## [Extracted material]
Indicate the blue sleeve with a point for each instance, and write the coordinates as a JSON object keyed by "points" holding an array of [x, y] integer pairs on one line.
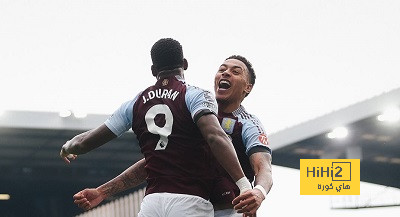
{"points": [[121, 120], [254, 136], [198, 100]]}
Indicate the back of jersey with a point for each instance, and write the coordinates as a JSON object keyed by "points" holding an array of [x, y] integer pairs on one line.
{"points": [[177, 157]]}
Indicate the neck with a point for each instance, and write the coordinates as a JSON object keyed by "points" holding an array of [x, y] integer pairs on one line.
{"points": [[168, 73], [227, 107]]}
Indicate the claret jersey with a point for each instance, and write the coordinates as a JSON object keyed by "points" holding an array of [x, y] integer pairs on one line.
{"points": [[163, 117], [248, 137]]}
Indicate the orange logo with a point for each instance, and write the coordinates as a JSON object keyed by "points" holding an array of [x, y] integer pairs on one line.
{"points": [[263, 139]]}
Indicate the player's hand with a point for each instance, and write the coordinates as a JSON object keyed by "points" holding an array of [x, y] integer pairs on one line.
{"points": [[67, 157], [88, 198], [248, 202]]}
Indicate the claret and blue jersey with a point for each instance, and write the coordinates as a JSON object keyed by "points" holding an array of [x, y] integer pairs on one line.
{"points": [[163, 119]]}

...

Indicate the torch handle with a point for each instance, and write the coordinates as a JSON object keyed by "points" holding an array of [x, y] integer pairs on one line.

## [What is needed]
Locate every line in the records above that contains the string "claret", and copy each such line in full. Treat uppercase and lowercase letters as distinct when matching.

## [Answer to the exercise]
Indicate the claret jersey with a point for each instance, and write the coordinates as a JSON object keyed by "points" holding an array of [x, y] integer pairs on one line.
Indicate the claret and blue jersey with a point for each instance, and write the coordinates as a JSON object keyed by "points" holding an array of [x, y] integer pairs on one line.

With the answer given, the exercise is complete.